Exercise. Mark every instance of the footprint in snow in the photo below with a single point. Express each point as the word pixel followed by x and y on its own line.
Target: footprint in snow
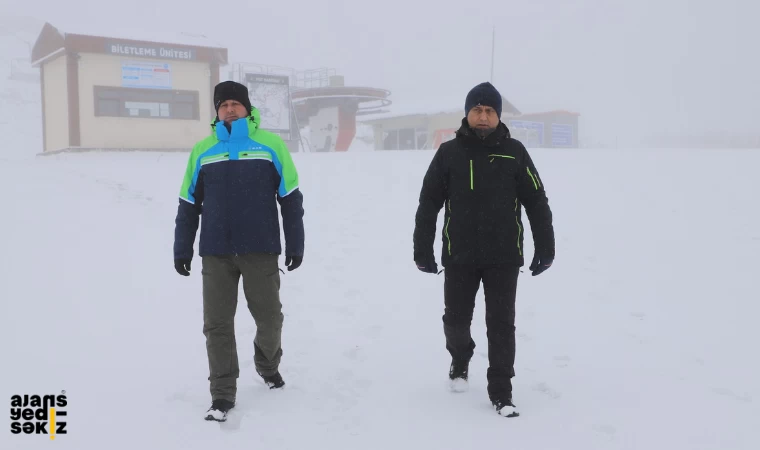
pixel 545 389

* * *

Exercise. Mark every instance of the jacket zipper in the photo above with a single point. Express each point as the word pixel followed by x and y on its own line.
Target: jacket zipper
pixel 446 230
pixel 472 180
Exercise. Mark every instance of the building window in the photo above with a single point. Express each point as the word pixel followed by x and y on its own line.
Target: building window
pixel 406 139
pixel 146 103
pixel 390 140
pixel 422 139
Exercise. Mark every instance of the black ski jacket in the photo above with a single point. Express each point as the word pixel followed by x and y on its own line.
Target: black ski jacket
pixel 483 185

▶ [Task to carry out] Start at the line of data that contains "Exercise. Mark every instance of the footprint" and stop after the line that contains "pixel 545 389". Format those lines as a JSON list of strings, one string per line, with blank lines and the pictures left out.

▶ [Written response]
[
  "Exercise. Mark every instance of the footprint in snow in the photo below with a single point. Express each point as the word pixel followed by x and y on its own line.",
  "Target: footprint in snow",
  "pixel 545 389"
]